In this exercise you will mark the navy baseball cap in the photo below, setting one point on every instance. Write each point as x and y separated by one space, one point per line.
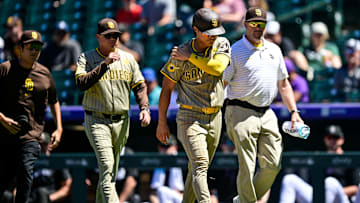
208 22
62 25
149 74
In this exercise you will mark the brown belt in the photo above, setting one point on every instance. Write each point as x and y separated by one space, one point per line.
112 117
205 110
247 105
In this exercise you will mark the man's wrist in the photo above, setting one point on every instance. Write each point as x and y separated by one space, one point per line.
294 111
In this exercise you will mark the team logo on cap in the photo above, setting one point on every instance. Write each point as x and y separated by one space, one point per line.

The request — Copy all of the material above word for word, leaving out the picture.

Solution to this problem —
In this exercise you will mark the navy baseball cap in the photo below, setting one point on every instance. Write each point as x and y separated by one space, one point per line.
208 22
62 25
149 74
In this exercise you will mark the brown belt in the photo above, setting one point on every instance. Write each point as x and y separated by one space, one point per line.
112 117
205 110
247 105
In this exercise you will mark the man's wrist in the photo above, setting one point on every instance. Write each point as x and y separated by one space, one point per line.
294 111
In this exercise you will mark the team logo on cap in the photo above, setting one point on every instance. Write each point as x and y separated by one space, one point per line.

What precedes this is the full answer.